Reproduce sin ningún cambio la parte del relato sobre cómo una madre enseñó el orden que comienza con "Un buen (o mal)" y sigue hasta "fascinaba los clásicos.", inclusive.

### FRAGMENTO PROPORCIONADO
####################
GERMÁN FROTO Y MADARIAGA

 Y O era un niño deliciosamente desordenado y mi madre me ordenó.

Llegaba por las tardes de la escuela y aventaba la mochila en cualquier lugar del corredor; luego la camisa, los zapatos y los pantalones. Llegaba el cuarto desnudo me ponía cualquier ropa y me salía a jugar.

Mi madre debe de haber observado esa conducta muchas tardes hasta que se propuso terminar con ella.

Un buen (o mal) día, llegué del colegio y ella me siguió por todo el recorrido de la casa. Yo tiraba algo y ella, sin decir nada, se agachaba a levantarlo.

Ese ejercicio duró quince días, hasta que caí en cuenta que no era justo que yo regara cosas y ella, con paciencia y amor, se agachara a recogerlas.

Un día lo dejé de hacer y sellé mi suerte para toda la vida. El orden es una obsesión para mí, lo cual no quita que de vez en cuando, alguien tenga que recordarme que hay tiempos y momentos para todo.

Y gracias a Dios me he topado con algunas de ellas, lo que me recuerda que debemos ser ordenados y cuidadosos con nuestras cosas.

Mi madre fue una mujer que no tuvo oportunidad más que de cursar primaria, lo que en su tiempo era bueno, pero no suficiente. Leía con agrado y memorizaba poesías sin parar. Amaba la poesía y le fascinaba los clásicos.
####################
### LISTADO PROPORCIONADO
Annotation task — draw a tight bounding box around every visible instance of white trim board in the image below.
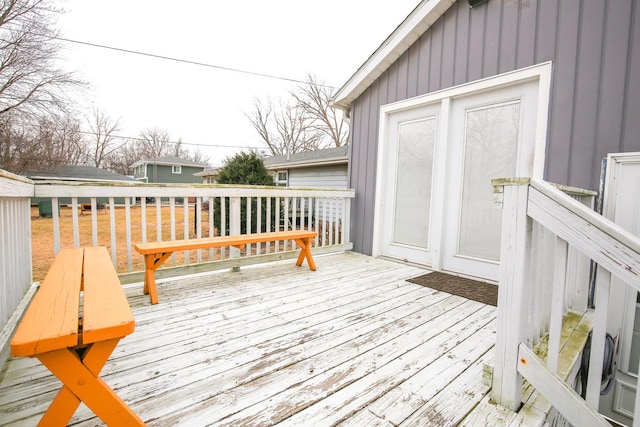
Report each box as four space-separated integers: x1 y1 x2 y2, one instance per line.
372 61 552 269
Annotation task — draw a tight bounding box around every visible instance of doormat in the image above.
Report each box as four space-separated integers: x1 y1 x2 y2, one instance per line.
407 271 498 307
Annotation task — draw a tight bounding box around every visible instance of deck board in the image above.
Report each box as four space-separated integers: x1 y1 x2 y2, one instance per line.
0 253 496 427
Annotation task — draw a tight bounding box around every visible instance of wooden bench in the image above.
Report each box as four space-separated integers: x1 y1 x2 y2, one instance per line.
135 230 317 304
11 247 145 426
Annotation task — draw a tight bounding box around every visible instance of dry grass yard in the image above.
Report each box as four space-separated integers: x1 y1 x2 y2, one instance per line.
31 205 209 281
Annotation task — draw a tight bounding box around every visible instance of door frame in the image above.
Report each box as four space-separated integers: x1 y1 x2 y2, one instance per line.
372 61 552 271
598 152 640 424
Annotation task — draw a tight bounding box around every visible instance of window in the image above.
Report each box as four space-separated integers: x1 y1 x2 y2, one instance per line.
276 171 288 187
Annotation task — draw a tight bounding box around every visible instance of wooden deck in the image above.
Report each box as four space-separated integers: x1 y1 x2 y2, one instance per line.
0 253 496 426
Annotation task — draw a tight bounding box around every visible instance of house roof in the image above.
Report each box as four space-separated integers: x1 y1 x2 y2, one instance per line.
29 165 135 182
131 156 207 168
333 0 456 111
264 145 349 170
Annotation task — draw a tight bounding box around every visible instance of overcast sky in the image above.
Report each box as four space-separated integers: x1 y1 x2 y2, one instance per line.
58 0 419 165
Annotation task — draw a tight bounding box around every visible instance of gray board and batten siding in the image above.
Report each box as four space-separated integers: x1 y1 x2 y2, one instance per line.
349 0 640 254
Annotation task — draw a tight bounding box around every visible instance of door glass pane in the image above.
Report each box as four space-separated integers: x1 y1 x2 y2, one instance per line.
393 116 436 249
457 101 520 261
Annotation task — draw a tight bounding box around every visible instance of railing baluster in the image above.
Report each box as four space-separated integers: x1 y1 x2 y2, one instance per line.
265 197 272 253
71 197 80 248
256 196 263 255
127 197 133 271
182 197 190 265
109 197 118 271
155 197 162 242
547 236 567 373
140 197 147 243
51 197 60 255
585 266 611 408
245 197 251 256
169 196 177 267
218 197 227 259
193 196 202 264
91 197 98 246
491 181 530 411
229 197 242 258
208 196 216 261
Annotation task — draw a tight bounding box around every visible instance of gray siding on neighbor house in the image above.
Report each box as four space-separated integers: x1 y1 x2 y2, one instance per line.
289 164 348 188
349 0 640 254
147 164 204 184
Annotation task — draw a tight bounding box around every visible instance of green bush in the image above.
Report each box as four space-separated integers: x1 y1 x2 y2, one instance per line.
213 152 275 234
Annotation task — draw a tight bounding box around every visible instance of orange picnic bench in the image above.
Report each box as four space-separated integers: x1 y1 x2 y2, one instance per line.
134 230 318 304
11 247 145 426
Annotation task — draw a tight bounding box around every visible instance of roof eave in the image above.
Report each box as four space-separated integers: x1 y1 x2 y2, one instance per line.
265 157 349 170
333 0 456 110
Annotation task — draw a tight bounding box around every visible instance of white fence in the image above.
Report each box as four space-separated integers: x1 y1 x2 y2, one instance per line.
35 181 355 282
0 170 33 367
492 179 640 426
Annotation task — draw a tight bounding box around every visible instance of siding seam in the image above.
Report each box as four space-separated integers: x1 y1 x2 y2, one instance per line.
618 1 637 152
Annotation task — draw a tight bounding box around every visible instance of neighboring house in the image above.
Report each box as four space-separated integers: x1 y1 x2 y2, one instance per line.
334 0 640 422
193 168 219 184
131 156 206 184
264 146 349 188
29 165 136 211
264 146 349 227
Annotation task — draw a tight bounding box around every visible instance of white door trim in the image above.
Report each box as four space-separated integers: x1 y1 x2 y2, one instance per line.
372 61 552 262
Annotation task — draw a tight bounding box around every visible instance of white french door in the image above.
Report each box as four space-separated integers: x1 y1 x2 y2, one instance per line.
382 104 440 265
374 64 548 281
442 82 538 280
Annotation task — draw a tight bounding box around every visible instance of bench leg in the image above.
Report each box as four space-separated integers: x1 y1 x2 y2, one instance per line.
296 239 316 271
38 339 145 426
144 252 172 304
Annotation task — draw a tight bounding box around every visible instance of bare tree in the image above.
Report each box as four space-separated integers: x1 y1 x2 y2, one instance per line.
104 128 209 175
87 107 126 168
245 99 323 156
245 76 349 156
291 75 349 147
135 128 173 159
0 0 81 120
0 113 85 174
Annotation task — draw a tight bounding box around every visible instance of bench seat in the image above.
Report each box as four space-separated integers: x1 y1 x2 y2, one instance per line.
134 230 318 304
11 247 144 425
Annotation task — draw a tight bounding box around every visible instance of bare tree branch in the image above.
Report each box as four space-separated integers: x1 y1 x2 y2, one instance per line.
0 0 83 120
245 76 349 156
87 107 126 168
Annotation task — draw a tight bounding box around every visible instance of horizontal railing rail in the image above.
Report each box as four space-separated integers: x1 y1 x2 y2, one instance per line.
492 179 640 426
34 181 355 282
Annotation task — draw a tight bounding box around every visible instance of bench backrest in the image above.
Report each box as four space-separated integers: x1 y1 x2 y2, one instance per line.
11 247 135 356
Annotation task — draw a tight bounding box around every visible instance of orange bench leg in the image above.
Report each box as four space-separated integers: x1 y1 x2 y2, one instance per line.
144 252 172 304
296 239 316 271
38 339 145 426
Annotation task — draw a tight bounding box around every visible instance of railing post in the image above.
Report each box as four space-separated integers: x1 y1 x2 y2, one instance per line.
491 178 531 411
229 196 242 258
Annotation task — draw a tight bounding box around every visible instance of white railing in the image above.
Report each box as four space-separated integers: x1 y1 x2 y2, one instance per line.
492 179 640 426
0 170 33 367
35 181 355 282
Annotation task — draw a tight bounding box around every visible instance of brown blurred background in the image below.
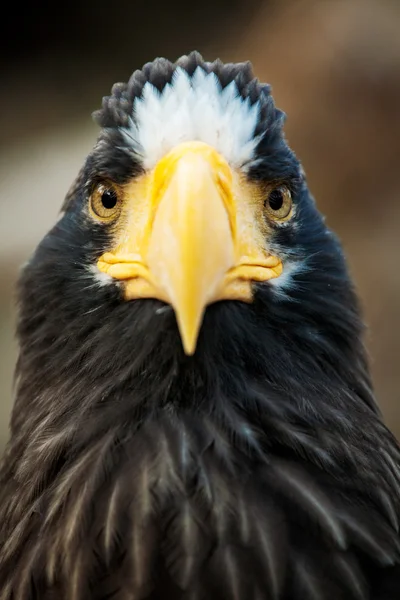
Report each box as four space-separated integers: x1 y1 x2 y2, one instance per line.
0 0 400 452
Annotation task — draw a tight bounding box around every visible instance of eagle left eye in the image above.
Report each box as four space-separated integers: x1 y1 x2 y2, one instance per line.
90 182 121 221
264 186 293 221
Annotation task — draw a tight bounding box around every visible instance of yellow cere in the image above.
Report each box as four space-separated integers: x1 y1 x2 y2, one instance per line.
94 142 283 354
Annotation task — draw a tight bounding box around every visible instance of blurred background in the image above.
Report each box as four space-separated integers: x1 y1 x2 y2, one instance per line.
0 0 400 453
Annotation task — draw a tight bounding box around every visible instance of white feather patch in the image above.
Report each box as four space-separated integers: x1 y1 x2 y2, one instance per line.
####################
### TAREA RESUELTA
Un buen (o mal) día, llegué del colegio y ella me siguió por todo el recorrido de la casa. Yo tiraba algo y ella, sin decir nada, se agachaba a levantarlo.

Ese ejercicio duró quince días, hasta que caí en cuenta que no era justo que yo regara cosas y ella, con paciencia y amor, se agachara a recogerlas.

Un día lo dejé de hacer y sellé mi suerte para toda la vida. El orden es una obsesión para mí, lo cual no quita que de vez en cuando, alguien tenga que recordarme que hay tiempos y momentos para todo.

Y gracias a Dios me he topado con algunas de ellas, lo que me recuerda que debemos ser ordenados y cuidadosos con nuestras cosas.

Mi madre fue una mujer que no tuvo oportunidad más que de cursar primaria, lo que en su tiempo era bueno, pero no suficiente. Leía con agrado y memorizaba poesías sin parar. Amaba la poesía y le fascinaba los clásicos.